#### [Set task]
Copy the items starting with the line containing "like [(89, 2)]." and going on through the line containing "[(25, 153)]", keeping every line, requests included. In the answer lists only, multiply each point coordinate by 1.55 and round to the nearest whole number, with halves rounding up.

#### [Dataset items on object pointing]
==========

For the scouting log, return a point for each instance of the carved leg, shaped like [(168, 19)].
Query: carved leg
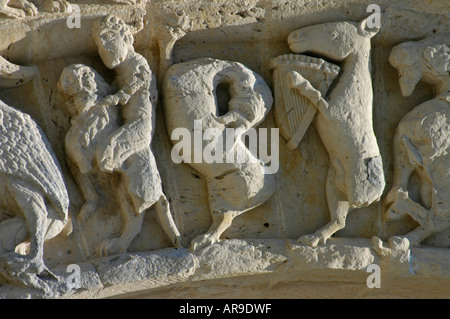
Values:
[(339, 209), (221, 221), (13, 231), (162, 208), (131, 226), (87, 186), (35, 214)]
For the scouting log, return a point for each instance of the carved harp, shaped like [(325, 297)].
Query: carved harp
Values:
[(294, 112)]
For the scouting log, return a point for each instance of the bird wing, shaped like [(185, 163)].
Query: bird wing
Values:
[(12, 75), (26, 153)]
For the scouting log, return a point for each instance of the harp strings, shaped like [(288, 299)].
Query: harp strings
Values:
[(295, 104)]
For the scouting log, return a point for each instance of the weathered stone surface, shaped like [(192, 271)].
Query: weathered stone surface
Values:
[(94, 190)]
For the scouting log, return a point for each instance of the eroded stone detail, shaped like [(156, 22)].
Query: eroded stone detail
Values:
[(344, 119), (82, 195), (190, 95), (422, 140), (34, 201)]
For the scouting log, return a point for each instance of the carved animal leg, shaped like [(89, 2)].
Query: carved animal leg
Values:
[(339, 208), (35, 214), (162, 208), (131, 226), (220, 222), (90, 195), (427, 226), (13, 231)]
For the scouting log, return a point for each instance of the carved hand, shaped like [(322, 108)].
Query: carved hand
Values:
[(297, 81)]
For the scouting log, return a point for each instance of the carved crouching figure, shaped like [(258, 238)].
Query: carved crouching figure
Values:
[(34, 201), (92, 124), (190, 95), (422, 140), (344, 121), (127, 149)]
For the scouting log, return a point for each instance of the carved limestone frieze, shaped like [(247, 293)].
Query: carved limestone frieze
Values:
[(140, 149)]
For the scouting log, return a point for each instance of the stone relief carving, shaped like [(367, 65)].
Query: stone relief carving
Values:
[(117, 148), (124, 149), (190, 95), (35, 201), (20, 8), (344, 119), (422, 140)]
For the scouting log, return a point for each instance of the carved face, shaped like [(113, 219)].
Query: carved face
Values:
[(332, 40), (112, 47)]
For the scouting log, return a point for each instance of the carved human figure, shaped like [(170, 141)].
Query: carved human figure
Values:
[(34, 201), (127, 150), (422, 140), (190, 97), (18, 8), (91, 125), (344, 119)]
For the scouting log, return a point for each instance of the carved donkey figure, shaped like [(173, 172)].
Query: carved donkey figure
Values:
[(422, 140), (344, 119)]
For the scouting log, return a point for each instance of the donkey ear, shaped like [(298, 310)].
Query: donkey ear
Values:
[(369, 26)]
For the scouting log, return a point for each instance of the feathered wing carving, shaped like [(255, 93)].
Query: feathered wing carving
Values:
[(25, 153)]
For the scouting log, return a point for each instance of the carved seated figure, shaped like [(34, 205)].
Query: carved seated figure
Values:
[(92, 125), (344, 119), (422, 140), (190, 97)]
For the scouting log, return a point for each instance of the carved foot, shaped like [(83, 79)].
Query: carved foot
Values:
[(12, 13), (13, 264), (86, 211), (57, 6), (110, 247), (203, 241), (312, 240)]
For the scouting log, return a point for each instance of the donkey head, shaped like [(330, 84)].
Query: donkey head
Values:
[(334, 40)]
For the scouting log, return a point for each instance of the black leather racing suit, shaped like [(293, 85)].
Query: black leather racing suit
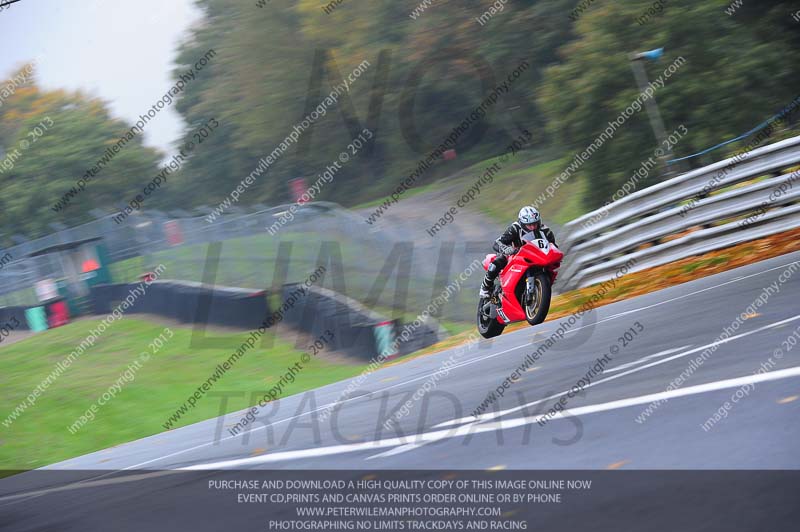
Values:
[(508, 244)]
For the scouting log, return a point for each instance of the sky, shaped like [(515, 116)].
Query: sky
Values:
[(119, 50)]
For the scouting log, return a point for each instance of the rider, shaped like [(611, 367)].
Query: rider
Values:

==========

#### [Answer below]
For the scouting log, return a point for each instance of the carved animal leg, shaped like [(89, 2)].
Query: carved animal leg
Values:
[(525, 322), (54, 332), (251, 322), (203, 350), (341, 344), (140, 302), (662, 350), (20, 358)]
For the scouting log, return a point for each instance of the carved hand, shaped like [(322, 108)].
Query: carved hand
Values:
[(460, 126)]
For the scouting log, return a point for each instance of the carved crouching figure, shaped like [(258, 238)].
Query: carved crouching figure
Values:
[(53, 312), (143, 192), (295, 147), (654, 217), (533, 188), (197, 231)]
For the scouting log, return a point for each instance of the carved limestone frieze, shaped like [(247, 293)].
Query: carved limestone frieze
Values:
[(217, 231)]
For the scouting log, return a point for each instance of the stone relief carving, shaped like [(367, 65)].
Query: stone relief carving
Values:
[(181, 229), (192, 231), (295, 147), (54, 312), (31, 12), (533, 184), (654, 217)]
For the scouting log, return a point for each instance of the carved face, shaped like [(113, 219)].
Query: carved face
Values:
[(515, 62), (174, 73)]
For the scouting log, return a point for each instance of the carved human figure, shaped like [(170, 141)].
Query: carved human figure
Values:
[(53, 312), (197, 233), (654, 217), (295, 150), (28, 12), (141, 194), (533, 184)]
For the scouting log, return a point for each instance of the carved donkey figure, shaped like [(173, 172)].
Query: carved donkey figure
Values:
[(654, 217), (533, 184)]
For the scouting log, return a point for each instance of the donkey ear, shaped like [(298, 310)].
Query: donkey ear
Values:
[(572, 40)]
For the scouting log, return a point for each instance of the feathered wing carving, shaped like [(255, 93)].
Query: feathered wing carving
Values:
[(39, 237)]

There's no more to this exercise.